Ever and anon came a dejected, weary squad with slouching gait and clayey complexions. Speaking little and then with a flat, unintoned drawl that told of the vicinage of "salt marsh;" bearing the seeds of rice-field fevers still in them, and weakly wondering at the novel sights so far from home, the South Carolina conscripts were not a hopeful set of soldiers. As soon as the tread of hostile battalions had echoed on her soil, the sons of the Palmetto State flew to their posts. State regulars went to the coast, picked volunteer corps came to Virginia. None stayed behind but those really needed there by the Government, or that refuse class which had determined to dodge duty, but now failed to dodge "the conscript man." The former were, of course, as much needed now as ever; the latter did not ride into the battle with defiance on their brows, but, on the contrary, seemed looking over their shoulders to find a hole in the mesh that implacable conscription had drawn about them.

Required task a
Please count the lines of the records that contain the string "tree", and give only the number.
The text and the records have no connection to each other.

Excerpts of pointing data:

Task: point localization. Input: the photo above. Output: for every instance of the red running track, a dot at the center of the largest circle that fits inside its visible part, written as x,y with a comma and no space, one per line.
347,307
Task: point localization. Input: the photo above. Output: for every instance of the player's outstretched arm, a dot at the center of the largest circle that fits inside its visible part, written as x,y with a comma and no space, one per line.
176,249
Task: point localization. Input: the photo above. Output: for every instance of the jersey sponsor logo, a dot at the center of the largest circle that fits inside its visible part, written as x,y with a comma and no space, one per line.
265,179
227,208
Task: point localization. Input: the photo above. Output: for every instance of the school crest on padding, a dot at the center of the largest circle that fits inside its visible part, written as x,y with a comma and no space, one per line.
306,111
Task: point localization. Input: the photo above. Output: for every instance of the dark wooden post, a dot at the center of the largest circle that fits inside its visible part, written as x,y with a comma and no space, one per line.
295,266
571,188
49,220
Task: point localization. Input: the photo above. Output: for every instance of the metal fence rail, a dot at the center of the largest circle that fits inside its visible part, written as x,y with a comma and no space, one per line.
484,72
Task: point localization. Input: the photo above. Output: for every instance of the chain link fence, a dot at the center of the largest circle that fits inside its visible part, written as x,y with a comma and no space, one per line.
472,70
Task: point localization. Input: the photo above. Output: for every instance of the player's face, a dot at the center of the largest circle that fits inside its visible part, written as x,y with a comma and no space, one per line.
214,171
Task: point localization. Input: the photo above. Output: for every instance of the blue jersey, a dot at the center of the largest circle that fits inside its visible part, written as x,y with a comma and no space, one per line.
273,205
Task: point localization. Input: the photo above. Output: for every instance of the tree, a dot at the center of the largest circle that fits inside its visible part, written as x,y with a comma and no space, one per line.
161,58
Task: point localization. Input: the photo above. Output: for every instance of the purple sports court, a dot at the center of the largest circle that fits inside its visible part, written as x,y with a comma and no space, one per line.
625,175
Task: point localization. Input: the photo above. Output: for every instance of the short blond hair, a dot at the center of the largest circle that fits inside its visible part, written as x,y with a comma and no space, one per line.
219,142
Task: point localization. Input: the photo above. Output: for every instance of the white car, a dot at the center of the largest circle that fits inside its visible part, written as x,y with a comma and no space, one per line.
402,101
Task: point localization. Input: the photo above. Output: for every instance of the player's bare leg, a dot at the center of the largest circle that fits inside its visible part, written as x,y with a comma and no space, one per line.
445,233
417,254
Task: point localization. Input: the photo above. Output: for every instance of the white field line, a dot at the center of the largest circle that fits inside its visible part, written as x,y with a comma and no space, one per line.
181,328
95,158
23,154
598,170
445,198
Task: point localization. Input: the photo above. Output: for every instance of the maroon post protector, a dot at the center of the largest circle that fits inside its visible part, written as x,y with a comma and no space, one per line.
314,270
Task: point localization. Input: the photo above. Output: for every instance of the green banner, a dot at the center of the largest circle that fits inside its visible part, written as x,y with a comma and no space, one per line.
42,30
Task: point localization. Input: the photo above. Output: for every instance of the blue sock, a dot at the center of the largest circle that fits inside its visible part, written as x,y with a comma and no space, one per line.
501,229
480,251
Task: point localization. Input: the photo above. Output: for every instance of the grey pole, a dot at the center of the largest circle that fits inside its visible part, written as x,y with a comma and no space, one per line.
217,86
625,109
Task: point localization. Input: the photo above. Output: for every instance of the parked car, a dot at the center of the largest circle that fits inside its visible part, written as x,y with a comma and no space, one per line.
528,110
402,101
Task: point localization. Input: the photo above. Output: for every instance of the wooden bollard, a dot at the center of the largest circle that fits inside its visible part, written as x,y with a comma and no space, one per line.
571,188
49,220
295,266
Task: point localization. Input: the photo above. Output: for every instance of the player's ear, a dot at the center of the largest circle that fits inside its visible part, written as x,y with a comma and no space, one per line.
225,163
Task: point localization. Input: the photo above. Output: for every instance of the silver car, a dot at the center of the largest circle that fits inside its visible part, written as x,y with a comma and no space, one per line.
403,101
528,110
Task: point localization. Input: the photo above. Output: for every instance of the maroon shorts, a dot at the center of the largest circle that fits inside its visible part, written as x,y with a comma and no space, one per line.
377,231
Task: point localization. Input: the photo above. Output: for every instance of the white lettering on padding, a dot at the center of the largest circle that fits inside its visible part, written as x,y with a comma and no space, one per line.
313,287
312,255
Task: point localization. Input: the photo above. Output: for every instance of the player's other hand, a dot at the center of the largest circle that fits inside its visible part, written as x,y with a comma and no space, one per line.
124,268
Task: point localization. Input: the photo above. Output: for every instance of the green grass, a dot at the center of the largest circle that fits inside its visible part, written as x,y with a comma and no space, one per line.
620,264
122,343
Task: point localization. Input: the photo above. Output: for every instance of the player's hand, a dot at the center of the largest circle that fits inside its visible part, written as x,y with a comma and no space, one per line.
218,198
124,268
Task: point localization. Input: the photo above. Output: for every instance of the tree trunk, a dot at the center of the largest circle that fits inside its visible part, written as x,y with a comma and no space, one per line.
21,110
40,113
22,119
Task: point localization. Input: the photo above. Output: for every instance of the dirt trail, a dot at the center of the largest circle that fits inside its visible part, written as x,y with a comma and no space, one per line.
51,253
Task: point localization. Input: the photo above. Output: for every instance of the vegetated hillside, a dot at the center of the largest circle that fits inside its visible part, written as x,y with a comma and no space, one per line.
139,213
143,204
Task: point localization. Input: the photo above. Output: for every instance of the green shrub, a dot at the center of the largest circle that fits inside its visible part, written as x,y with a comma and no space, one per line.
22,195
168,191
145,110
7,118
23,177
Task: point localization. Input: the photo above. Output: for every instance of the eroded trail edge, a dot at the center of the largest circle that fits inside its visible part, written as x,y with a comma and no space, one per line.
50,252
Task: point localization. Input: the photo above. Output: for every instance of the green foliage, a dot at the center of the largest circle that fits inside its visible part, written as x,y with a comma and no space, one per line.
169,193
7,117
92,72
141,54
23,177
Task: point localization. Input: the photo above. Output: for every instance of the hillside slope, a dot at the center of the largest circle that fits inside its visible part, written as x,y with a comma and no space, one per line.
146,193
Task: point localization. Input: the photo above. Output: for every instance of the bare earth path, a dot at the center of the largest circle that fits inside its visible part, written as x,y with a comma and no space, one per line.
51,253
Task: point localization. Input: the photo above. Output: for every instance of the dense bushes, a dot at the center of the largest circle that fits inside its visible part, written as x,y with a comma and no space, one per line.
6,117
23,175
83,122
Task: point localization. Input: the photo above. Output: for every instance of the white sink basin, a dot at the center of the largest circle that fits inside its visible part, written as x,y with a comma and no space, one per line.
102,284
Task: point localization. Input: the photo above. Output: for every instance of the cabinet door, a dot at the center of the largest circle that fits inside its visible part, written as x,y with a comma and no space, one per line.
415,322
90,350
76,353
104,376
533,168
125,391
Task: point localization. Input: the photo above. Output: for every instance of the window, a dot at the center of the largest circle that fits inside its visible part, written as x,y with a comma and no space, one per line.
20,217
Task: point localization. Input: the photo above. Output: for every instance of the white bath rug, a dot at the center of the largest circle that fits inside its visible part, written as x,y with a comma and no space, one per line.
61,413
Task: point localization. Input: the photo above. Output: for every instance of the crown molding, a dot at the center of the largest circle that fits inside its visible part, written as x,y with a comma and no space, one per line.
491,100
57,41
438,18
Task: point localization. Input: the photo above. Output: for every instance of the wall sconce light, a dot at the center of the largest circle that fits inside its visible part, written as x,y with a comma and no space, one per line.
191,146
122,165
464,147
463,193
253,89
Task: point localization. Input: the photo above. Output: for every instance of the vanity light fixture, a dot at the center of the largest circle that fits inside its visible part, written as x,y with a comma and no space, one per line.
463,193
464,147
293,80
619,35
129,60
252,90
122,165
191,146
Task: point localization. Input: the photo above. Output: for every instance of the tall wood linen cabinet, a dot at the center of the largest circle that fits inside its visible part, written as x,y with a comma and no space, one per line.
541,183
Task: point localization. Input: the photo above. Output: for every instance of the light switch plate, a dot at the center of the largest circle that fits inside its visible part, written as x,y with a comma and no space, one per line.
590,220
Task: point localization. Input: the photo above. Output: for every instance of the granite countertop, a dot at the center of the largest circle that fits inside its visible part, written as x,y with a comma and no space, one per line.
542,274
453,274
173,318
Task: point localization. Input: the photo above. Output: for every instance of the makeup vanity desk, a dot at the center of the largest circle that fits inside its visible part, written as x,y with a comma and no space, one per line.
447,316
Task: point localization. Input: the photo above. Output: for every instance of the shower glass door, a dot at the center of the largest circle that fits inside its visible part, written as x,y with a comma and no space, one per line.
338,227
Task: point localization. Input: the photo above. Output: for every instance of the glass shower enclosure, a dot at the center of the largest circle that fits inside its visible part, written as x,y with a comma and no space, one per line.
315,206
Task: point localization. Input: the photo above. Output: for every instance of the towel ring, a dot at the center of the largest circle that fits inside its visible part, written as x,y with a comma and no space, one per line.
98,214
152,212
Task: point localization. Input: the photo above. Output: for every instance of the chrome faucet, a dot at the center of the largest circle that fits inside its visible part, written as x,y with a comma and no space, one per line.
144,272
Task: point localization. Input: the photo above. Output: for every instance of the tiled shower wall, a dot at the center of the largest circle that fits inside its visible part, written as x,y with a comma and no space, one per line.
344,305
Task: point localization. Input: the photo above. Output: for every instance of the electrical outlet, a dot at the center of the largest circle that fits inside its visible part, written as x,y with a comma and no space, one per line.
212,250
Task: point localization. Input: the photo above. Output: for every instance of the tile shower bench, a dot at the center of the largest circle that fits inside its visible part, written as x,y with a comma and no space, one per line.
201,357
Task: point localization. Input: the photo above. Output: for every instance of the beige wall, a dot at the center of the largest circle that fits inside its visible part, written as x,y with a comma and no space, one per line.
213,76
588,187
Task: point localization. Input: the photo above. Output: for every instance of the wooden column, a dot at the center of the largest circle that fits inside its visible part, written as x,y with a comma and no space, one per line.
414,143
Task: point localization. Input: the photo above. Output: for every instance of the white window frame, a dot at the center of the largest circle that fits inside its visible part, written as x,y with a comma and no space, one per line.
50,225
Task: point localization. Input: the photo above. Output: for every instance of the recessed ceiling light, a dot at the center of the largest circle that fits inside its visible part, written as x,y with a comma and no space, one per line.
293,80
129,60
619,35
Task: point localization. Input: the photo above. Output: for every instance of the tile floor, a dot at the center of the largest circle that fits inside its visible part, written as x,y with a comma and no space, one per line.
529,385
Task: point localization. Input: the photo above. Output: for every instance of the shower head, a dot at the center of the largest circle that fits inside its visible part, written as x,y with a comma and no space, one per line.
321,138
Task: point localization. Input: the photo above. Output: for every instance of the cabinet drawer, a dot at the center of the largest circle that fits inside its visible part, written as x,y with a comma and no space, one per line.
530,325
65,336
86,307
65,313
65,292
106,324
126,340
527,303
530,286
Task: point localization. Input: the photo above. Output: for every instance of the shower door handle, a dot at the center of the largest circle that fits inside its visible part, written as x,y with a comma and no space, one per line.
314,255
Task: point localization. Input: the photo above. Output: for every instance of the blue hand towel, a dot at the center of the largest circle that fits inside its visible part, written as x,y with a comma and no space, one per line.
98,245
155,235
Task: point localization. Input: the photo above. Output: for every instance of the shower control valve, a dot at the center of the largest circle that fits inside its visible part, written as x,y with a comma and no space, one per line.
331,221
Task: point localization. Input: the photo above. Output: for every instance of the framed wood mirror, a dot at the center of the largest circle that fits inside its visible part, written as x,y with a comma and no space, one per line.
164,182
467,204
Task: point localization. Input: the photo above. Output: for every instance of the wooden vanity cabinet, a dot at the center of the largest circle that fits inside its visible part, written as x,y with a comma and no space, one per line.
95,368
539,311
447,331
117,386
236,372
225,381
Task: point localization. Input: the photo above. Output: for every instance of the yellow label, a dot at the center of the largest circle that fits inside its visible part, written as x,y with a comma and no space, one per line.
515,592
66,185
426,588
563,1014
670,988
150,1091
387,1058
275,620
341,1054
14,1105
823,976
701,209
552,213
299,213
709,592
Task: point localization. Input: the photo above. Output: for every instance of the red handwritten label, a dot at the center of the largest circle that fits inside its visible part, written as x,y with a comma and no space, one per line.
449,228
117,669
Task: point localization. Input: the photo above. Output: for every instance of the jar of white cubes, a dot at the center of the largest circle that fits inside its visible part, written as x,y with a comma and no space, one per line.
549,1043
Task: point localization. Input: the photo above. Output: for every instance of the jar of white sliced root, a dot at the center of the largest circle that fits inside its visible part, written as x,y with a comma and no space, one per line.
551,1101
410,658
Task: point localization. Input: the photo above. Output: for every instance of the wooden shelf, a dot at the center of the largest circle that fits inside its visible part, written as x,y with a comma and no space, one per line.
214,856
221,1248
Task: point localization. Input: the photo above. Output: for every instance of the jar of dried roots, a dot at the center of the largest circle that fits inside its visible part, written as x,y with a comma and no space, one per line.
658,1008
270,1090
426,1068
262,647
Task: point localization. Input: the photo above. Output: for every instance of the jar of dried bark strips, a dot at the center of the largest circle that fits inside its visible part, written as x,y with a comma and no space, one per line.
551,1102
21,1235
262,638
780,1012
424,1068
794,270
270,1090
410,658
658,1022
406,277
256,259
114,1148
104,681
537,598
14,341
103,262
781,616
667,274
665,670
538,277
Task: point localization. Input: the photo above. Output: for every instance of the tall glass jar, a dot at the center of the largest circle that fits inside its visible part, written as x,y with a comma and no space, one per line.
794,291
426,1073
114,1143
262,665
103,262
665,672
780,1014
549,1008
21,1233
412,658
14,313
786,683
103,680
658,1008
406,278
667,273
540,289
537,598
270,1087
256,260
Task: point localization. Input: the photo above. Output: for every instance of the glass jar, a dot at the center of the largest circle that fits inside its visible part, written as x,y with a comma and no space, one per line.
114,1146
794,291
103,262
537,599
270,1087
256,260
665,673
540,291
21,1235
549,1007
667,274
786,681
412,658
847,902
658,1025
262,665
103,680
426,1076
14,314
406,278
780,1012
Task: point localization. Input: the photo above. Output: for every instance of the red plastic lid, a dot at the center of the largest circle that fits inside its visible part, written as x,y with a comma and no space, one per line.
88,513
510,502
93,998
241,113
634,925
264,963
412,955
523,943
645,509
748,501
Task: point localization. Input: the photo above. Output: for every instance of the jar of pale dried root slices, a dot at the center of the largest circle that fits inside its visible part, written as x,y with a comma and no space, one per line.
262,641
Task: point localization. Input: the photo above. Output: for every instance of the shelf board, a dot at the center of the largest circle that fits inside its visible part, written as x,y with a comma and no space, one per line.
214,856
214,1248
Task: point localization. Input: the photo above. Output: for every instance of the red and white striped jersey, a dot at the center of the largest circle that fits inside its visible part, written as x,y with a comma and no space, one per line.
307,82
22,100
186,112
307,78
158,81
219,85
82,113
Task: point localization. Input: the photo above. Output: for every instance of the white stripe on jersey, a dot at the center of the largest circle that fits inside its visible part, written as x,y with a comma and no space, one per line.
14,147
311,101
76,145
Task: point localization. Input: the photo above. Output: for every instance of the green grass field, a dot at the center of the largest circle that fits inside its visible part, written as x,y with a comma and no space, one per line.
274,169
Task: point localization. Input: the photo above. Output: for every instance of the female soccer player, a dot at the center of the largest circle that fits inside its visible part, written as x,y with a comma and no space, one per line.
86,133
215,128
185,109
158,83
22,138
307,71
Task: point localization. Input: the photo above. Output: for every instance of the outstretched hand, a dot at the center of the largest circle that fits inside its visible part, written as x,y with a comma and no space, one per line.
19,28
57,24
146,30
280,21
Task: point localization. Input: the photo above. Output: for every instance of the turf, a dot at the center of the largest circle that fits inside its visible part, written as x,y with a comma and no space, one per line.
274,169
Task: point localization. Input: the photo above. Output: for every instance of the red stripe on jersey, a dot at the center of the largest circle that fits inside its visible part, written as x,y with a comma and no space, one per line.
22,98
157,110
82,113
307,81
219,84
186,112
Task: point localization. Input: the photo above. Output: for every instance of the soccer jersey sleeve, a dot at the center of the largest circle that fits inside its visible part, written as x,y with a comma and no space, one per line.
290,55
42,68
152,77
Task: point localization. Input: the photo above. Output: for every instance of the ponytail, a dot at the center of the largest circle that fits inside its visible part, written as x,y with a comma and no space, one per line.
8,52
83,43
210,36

Required task b
In the passage about the South Carolina conscripts, where did the State regulars go?

Expected answer a
2

Expected answer b
To the coast.